── Entries ──
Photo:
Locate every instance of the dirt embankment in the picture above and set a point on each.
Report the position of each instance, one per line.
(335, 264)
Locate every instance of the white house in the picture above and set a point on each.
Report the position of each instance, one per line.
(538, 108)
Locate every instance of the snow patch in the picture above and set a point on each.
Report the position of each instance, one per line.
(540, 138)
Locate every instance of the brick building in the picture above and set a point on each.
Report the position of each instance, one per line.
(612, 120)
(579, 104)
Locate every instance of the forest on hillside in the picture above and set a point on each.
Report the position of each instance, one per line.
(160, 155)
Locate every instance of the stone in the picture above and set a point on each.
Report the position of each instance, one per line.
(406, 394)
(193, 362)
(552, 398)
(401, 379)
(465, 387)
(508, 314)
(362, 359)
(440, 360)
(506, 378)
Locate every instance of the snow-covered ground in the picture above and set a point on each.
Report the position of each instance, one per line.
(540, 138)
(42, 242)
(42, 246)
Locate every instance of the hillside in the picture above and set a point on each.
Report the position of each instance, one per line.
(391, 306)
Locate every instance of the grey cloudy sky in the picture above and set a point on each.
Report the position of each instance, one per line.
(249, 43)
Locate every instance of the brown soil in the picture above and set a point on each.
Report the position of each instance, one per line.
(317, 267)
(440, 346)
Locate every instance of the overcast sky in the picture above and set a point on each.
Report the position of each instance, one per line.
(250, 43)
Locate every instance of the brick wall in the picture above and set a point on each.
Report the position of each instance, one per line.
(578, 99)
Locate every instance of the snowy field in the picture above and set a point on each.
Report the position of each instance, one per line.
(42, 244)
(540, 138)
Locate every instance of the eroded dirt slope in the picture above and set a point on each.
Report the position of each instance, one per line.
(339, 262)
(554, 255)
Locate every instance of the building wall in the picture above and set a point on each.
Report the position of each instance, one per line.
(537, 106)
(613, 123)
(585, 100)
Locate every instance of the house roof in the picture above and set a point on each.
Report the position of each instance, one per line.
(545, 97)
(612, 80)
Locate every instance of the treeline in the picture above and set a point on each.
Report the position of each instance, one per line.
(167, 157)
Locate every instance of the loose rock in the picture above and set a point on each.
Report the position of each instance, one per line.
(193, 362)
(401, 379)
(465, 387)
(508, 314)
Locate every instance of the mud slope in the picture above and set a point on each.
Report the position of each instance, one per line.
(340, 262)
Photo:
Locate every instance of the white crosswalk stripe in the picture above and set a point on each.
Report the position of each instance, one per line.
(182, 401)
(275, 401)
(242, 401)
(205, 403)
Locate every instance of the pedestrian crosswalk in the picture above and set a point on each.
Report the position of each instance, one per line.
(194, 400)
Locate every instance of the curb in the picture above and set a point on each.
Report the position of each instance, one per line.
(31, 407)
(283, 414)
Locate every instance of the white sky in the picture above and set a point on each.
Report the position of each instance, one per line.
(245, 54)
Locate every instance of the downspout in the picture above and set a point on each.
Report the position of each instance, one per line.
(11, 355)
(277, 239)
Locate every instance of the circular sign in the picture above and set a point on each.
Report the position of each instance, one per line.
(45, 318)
───
── Entries ──
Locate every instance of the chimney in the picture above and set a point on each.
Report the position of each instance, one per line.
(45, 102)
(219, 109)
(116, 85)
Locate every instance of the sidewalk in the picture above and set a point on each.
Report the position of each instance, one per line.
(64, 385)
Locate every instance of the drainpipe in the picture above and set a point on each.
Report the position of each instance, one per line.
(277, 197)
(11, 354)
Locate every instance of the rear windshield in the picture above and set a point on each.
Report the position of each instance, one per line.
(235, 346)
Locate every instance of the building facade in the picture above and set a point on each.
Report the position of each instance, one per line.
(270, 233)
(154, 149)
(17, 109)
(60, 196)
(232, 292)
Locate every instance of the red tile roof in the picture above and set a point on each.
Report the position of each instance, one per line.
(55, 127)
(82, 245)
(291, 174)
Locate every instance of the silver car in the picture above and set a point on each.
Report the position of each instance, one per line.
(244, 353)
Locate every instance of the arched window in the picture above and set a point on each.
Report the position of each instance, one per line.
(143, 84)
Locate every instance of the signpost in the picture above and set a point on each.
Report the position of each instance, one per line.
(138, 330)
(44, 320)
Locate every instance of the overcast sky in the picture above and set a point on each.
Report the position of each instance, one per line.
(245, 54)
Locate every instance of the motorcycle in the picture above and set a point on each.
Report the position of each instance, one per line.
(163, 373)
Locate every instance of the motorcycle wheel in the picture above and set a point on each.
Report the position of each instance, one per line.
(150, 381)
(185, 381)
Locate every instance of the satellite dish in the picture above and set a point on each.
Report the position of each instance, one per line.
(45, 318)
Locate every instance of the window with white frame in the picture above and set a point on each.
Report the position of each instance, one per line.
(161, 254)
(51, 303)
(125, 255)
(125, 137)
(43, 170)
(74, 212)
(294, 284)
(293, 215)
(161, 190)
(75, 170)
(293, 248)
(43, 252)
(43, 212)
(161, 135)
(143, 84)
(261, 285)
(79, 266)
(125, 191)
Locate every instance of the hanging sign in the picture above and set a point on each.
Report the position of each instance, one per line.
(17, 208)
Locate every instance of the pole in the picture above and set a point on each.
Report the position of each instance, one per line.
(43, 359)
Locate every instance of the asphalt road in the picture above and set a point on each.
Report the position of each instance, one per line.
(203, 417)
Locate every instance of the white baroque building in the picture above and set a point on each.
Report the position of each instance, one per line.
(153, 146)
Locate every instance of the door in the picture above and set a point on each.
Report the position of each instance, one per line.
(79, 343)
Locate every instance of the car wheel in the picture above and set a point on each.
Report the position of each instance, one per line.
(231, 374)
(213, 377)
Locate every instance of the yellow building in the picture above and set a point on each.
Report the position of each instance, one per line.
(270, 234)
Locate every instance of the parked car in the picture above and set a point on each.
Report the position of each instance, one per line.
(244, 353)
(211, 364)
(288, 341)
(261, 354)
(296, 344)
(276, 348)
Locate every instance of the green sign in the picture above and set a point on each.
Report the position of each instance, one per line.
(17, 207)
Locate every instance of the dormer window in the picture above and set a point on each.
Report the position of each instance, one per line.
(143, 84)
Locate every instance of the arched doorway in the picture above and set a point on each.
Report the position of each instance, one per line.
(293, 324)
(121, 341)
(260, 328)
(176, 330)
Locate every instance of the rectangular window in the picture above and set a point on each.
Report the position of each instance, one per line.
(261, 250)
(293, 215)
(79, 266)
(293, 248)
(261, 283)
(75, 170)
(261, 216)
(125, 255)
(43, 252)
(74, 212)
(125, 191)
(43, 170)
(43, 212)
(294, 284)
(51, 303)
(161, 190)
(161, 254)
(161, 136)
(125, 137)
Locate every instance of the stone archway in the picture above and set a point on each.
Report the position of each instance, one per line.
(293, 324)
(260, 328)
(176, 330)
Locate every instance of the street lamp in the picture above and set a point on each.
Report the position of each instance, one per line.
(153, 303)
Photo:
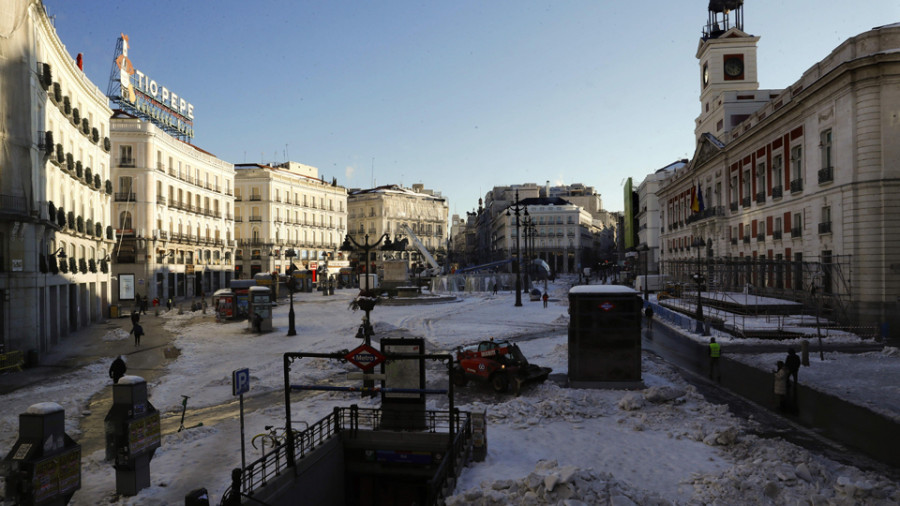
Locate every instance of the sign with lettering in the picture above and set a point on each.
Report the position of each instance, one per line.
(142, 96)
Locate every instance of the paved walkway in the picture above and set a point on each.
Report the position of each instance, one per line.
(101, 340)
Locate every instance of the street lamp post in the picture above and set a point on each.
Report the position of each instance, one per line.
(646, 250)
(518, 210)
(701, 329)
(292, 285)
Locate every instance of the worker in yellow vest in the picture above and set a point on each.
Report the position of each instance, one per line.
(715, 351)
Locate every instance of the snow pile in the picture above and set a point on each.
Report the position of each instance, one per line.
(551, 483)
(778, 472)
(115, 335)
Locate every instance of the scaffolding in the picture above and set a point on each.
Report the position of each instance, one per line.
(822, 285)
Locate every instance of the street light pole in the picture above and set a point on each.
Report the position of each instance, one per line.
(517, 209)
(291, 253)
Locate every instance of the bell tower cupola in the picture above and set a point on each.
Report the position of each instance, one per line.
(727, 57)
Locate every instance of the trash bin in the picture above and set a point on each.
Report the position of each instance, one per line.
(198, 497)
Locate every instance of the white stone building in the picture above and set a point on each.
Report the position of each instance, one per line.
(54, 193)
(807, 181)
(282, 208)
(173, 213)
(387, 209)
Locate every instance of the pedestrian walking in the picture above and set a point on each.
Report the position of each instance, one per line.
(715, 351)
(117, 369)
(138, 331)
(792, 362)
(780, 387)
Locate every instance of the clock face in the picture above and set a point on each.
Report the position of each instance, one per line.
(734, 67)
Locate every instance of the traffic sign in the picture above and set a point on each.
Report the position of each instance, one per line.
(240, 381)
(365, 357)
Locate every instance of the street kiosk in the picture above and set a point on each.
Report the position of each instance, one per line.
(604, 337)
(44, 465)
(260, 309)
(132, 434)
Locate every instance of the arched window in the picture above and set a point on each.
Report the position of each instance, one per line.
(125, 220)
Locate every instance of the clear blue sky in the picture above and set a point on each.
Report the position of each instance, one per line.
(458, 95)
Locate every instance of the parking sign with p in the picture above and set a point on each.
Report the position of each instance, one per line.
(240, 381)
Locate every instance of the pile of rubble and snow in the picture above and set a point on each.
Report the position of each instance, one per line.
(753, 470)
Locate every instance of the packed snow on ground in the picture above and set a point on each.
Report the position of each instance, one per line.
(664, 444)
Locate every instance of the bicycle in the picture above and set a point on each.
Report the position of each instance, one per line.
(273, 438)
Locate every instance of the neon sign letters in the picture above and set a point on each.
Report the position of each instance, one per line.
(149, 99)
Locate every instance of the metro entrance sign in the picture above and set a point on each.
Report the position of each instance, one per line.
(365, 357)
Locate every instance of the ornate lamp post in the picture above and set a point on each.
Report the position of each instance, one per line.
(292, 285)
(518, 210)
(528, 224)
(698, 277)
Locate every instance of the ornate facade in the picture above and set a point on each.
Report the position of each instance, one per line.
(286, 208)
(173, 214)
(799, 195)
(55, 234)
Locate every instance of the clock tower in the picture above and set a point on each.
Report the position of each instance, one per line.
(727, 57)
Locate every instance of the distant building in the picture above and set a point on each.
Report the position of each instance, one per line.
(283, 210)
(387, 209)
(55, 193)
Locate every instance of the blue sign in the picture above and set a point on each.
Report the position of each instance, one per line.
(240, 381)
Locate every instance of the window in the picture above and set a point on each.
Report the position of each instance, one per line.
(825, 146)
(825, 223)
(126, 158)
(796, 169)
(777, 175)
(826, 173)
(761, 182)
───
── Entries ──
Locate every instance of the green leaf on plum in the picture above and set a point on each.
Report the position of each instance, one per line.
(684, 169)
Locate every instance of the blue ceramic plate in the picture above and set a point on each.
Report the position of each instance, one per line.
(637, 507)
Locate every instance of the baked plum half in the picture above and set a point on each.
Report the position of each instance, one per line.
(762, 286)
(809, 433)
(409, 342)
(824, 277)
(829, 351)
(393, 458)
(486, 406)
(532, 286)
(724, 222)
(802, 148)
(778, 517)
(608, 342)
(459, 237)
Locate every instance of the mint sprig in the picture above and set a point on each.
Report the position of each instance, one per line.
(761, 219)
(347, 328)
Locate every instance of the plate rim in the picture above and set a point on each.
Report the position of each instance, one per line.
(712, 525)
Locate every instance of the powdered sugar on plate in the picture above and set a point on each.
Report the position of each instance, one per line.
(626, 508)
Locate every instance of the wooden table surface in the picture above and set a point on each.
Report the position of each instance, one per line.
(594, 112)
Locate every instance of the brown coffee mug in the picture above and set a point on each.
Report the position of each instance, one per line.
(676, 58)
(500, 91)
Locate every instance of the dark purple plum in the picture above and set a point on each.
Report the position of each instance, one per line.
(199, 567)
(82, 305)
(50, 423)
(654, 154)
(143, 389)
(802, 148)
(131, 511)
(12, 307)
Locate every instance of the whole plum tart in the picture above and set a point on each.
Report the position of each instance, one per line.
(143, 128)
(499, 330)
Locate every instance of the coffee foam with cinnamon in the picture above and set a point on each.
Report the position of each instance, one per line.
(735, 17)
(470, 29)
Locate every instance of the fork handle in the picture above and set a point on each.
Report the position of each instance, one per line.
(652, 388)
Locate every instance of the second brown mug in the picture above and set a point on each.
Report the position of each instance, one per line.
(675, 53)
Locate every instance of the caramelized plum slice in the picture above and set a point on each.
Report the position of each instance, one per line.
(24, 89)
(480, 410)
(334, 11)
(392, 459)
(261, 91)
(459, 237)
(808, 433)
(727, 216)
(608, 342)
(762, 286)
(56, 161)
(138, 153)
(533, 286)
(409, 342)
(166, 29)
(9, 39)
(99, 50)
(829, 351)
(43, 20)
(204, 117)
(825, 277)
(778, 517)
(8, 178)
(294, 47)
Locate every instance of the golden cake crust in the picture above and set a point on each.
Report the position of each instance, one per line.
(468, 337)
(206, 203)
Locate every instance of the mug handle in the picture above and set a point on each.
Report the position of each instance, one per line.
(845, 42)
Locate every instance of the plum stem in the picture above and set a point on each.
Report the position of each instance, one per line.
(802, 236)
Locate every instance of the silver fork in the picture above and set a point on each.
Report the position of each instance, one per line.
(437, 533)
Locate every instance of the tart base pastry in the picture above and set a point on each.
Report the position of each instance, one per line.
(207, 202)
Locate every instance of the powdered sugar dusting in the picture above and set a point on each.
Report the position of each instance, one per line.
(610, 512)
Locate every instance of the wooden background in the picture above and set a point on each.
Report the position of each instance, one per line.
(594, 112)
───
**Work instructions**
Which lines in the data above contain the string "fork"? Find each one and copy it out in full, treating uppercase and lowercase as different.

**Solved problem**
Locate every instance of the fork handle in the picture above and set a point on each.
Locate every instance of the silver fork in the picture above and set a point on each.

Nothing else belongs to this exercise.